*INPUT:*
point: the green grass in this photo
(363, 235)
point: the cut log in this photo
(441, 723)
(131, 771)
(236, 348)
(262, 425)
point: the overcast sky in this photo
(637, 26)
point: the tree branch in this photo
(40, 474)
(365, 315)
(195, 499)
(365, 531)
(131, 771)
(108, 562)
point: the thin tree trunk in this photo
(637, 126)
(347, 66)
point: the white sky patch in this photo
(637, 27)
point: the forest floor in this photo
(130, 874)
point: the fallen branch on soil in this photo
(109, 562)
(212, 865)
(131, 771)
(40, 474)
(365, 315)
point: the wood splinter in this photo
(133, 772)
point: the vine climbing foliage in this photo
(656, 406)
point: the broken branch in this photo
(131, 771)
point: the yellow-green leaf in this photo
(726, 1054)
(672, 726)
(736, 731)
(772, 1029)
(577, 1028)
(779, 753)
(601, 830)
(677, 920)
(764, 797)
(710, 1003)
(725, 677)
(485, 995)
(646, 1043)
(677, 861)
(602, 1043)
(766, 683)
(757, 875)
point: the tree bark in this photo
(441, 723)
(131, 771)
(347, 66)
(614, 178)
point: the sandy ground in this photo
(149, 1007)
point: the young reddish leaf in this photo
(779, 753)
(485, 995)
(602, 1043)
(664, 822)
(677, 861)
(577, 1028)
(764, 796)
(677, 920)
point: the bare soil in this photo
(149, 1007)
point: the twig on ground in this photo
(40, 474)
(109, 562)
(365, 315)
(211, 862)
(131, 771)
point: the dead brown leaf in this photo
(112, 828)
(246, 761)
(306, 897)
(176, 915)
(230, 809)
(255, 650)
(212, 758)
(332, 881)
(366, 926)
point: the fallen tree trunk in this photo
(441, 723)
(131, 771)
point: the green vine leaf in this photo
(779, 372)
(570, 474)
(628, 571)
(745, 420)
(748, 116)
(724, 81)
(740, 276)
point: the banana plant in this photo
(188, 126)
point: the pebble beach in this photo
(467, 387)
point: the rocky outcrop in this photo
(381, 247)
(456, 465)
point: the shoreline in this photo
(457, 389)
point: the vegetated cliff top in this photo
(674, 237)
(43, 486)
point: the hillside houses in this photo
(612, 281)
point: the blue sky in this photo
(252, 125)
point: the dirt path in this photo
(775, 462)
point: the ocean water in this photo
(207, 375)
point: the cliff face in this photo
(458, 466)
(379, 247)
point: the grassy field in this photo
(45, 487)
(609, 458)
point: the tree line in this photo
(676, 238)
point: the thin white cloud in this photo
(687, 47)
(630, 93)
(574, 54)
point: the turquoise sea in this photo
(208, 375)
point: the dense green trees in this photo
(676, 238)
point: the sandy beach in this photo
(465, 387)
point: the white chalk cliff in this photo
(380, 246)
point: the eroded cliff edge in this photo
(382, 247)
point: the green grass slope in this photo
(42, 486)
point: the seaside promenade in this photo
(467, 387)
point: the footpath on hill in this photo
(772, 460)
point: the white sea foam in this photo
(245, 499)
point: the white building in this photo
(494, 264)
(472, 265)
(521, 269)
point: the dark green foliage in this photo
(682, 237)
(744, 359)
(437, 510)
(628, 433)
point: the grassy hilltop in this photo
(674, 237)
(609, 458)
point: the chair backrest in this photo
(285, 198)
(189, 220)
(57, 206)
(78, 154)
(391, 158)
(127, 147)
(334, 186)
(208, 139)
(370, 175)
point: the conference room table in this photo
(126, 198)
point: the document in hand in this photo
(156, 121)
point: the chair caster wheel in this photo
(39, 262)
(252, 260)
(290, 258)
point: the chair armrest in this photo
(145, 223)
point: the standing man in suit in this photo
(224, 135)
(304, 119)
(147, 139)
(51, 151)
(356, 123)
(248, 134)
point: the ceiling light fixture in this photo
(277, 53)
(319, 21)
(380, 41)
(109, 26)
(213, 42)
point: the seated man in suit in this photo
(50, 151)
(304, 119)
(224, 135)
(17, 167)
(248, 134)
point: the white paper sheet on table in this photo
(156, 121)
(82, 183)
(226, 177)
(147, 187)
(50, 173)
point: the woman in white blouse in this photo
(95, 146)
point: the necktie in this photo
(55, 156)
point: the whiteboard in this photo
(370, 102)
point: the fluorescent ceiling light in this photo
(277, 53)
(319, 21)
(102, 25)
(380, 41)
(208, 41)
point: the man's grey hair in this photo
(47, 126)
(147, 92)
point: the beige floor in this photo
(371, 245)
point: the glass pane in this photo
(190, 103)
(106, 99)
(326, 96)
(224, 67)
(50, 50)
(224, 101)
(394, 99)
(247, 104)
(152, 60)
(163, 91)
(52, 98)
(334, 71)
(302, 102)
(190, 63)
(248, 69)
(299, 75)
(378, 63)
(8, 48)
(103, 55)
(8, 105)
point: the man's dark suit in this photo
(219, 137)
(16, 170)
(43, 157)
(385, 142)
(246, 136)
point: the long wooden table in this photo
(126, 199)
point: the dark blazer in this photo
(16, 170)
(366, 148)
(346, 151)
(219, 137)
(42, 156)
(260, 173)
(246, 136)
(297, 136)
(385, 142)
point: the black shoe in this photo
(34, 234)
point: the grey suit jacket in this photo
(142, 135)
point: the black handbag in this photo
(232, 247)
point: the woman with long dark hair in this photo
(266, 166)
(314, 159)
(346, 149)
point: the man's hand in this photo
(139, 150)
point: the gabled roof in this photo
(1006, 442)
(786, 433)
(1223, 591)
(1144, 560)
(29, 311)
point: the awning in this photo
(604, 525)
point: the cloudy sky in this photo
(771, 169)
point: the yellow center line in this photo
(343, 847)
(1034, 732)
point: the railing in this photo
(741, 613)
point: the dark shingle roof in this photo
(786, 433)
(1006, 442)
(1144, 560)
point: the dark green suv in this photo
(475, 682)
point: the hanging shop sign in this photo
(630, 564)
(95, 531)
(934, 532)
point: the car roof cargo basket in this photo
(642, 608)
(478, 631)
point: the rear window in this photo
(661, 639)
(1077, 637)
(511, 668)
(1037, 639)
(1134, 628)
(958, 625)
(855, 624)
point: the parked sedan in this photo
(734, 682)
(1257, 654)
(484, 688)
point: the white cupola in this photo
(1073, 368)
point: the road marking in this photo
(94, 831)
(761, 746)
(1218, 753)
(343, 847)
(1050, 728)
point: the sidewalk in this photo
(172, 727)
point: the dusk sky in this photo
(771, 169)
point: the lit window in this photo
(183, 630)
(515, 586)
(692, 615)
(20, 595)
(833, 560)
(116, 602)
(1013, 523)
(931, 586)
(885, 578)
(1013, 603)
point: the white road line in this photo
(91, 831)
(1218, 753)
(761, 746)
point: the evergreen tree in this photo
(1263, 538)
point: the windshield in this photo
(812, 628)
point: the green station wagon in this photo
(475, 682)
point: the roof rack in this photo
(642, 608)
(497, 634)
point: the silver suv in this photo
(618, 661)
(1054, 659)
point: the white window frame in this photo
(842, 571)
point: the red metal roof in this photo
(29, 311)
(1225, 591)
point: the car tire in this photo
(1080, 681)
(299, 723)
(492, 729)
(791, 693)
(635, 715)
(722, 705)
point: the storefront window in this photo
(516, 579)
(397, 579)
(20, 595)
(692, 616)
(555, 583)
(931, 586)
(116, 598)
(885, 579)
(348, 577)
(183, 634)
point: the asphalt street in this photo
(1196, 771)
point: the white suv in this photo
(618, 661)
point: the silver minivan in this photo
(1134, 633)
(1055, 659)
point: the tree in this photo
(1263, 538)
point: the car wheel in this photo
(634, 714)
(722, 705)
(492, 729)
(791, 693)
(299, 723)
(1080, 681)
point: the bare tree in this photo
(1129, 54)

*WHAT YOU ARE ASKED TO DO:* Keeping every line exactly as it is, retype the entries shown above.

*REPLY:*
point: the green grass in this photo
(363, 235)
point: the cut log in this photo
(441, 723)
(131, 771)
(236, 348)
(262, 425)
point: the overcast sky in this photo
(637, 26)
point: the tree branch in this photo
(40, 474)
(365, 315)
(195, 499)
(365, 531)
(131, 771)
(108, 562)
point: the thin tree trunk in this photo
(637, 126)
(347, 66)
point: the white sky patch in this photo
(637, 27)
point: the forest floor in this photo
(130, 874)
point: the fallen branch on soil in this photo
(109, 562)
(212, 865)
(131, 771)
(40, 474)
(365, 315)
point: the wood splinter in this photo
(133, 772)
point: the vine climbing foliage in this photo
(656, 406)
point: the broken branch in this photo
(131, 771)
point: the yellow-green leaf in this photo
(726, 1054)
(672, 726)
(736, 731)
(772, 1029)
(577, 1028)
(779, 753)
(601, 830)
(677, 920)
(764, 797)
(710, 1003)
(725, 677)
(485, 995)
(646, 1043)
(677, 861)
(602, 1043)
(766, 683)
(757, 875)
point: the tree bark in this photo
(441, 723)
(131, 771)
(347, 66)
(614, 178)
point: the sandy ground in this photo
(149, 1007)
point: the young reddish leaf in this photo
(779, 753)
(485, 995)
(602, 1043)
(664, 822)
(677, 861)
(577, 1028)
(764, 796)
(677, 920)
point: the bare soil in this photo
(149, 1007)
point: the twig on ground in this photo
(40, 474)
(109, 562)
(365, 315)
(211, 862)
(131, 771)
point: the dead brown leaf in this photo
(112, 828)
(246, 761)
(306, 897)
(176, 915)
(230, 809)
(255, 650)
(212, 758)
(332, 881)
(366, 926)
point: the fallen tree trunk in this photo
(441, 723)
(131, 771)
point: the green vine leaf in this photo
(779, 372)
(570, 474)
(628, 571)
(745, 420)
(748, 116)
(724, 81)
(740, 276)
point: the banana plant in this photo
(188, 126)
point: the pebble beach in this photo
(467, 387)
point: the rocky outcrop in this photo
(381, 247)
(456, 465)
point: the shoreline in this photo
(457, 389)
point: the vegetated cliff top in this photo
(674, 237)
(43, 486)
point: the hillside houses in this photo
(612, 281)
point: the blue sky in this photo
(252, 125)
point: the dirt path in this photo
(775, 462)
point: the ocean water in this photo
(207, 375)
point: the cliff face in this photo
(458, 466)
(379, 247)
point: the grassy field in this photo
(45, 487)
(609, 458)
point: the tree line in this photo
(676, 238)
point: the thin white cloud in this photo
(687, 47)
(630, 93)
(574, 54)
point: the turquoise sea in this photo
(208, 375)
point: the dense green trees in this photo
(676, 238)
point: the sandy beach in this photo
(465, 387)
point: the white chalk cliff in this photo
(380, 246)
point: the eroded cliff edge in this photo
(382, 247)
point: the green grass slope in this photo
(42, 486)
point: the seaside promenade in this photo
(467, 387)
point: the footpath on hill in this photo
(772, 460)
point: the white sea foam in this photo
(245, 499)
point: the white building in this photo
(494, 264)
(472, 265)
(521, 269)
point: the dark green foliage in this photo
(682, 237)
(744, 359)
(437, 510)
(628, 433)
point: the grassy hilltop in this photo
(674, 237)
(609, 458)
point: the chair backrest in this photo
(285, 198)
(189, 220)
(57, 206)
(78, 154)
(391, 158)
(127, 147)
(334, 186)
(208, 139)
(370, 175)
point: the conference room table in this photo
(126, 198)
point: the document in hand in this photo
(156, 121)
point: the chair caster wheel in this photo
(39, 262)
(252, 260)
(290, 258)
point: the chair armrest in this photo
(145, 223)
point: the standing man in suit in this photo
(224, 135)
(304, 119)
(147, 139)
(51, 151)
(356, 123)
(248, 134)
point: the ceiling light fixture in this photo
(277, 53)
(319, 21)
(380, 41)
(109, 26)
(213, 42)
point: the seated man in suit in this photo
(50, 151)
(304, 119)
(224, 135)
(17, 167)
(248, 134)
point: the white paper sheet on table in this photo
(156, 121)
(82, 183)
(226, 177)
(147, 187)
(50, 173)
point: the woman in white blouse in this photo
(95, 146)
point: the necktie in this photo
(55, 156)
point: the whiteboard in this photo
(370, 102)
point: the fluorescent ceiling light in this photo
(277, 53)
(319, 21)
(102, 25)
(380, 41)
(208, 41)
point: the man's grey hair in this photo
(47, 126)
(147, 92)
point: the beige floor in this photo
(371, 245)
point: the glass pane in this photo
(190, 103)
(106, 99)
(326, 96)
(224, 67)
(50, 50)
(224, 101)
(394, 99)
(247, 104)
(152, 60)
(163, 91)
(52, 98)
(334, 71)
(302, 102)
(190, 63)
(248, 69)
(299, 75)
(378, 63)
(8, 48)
(103, 55)
(8, 105)
point: the man's dark suit in this photo
(219, 137)
(16, 170)
(43, 157)
(385, 142)
(246, 136)
point: the long wooden table in this photo
(126, 199)
point: the dark blazer in this photo
(16, 170)
(366, 148)
(346, 151)
(219, 137)
(42, 156)
(260, 173)
(246, 136)
(297, 136)
(385, 142)
point: the black shoe in this photo
(34, 234)
point: the grey suit jacket in this photo
(142, 135)
point: the black handbag in this photo
(232, 247)
point: the woman with long dark hair in this photo
(266, 166)
(314, 159)
(346, 149)
point: the man's hand in this photo
(139, 150)
point: the gabled roof in this photo
(1006, 442)
(786, 433)
(1223, 591)
(1144, 560)
(29, 311)
point: the awning in this photo
(604, 525)
point: the cloudy sky in this photo
(771, 169)
point: the yellow center line in this photo
(343, 847)
(1034, 732)
point: the railing in this photo
(741, 613)
point: the dark shingle roof in this photo
(786, 433)
(1006, 442)
(1144, 560)
point: the dark green suv in this photo
(475, 682)
point: the hanging shop sign in this photo
(630, 564)
(95, 531)
(934, 532)
point: the car roof cargo basket in this photo
(642, 608)
(478, 631)
point: the rear window in this photo
(661, 639)
(1077, 637)
(511, 668)
(1037, 639)
(1134, 628)
(958, 625)
(855, 624)
point: the parked sedan in this photo
(734, 682)
(1257, 654)
(484, 688)
point: the white cupola in this photo
(1073, 368)
point: the road marking in this photo
(94, 831)
(761, 746)
(1218, 753)
(343, 847)
(1050, 728)
point: the sidewalk in this photo
(172, 727)
point: the dusk sky in this photo
(771, 169)
point: the lit window in this photo
(183, 630)
(515, 586)
(692, 615)
(20, 595)
(833, 560)
(116, 602)
(1013, 523)
(931, 586)
(885, 578)
(1013, 603)
point: the white road line in this photo
(91, 831)
(1218, 753)
(761, 746)
point: the evergreen tree in this photo
(1263, 538)
point: the windshield in this photo
(812, 628)
point: the green station wagon in this photo
(475, 682)
point: the roof rack in this photo
(642, 608)
(497, 634)
point: the silver suv in this photo
(618, 661)
(1054, 659)
point: the white window frame in this photo
(842, 571)
point: the red metal roof in this photo
(29, 311)
(1225, 591)
point: the car tire in this photo
(1080, 681)
(299, 723)
(492, 729)
(791, 693)
(635, 715)
(722, 705)
point: the storefront window in this photo
(516, 579)
(397, 579)
(20, 595)
(692, 616)
(555, 583)
(931, 586)
(116, 598)
(885, 579)
(348, 577)
(183, 634)
point: the asphalt street in this photo
(1196, 771)
point: the white suv in this photo
(618, 661)
point: the silver minivan in this photo
(1134, 633)
(1055, 659)
point: the tree in this photo
(1263, 538)
point: the car wheel in this photo
(634, 714)
(722, 705)
(492, 729)
(791, 693)
(299, 723)
(1080, 681)
point: the bare tree in this photo
(1129, 54)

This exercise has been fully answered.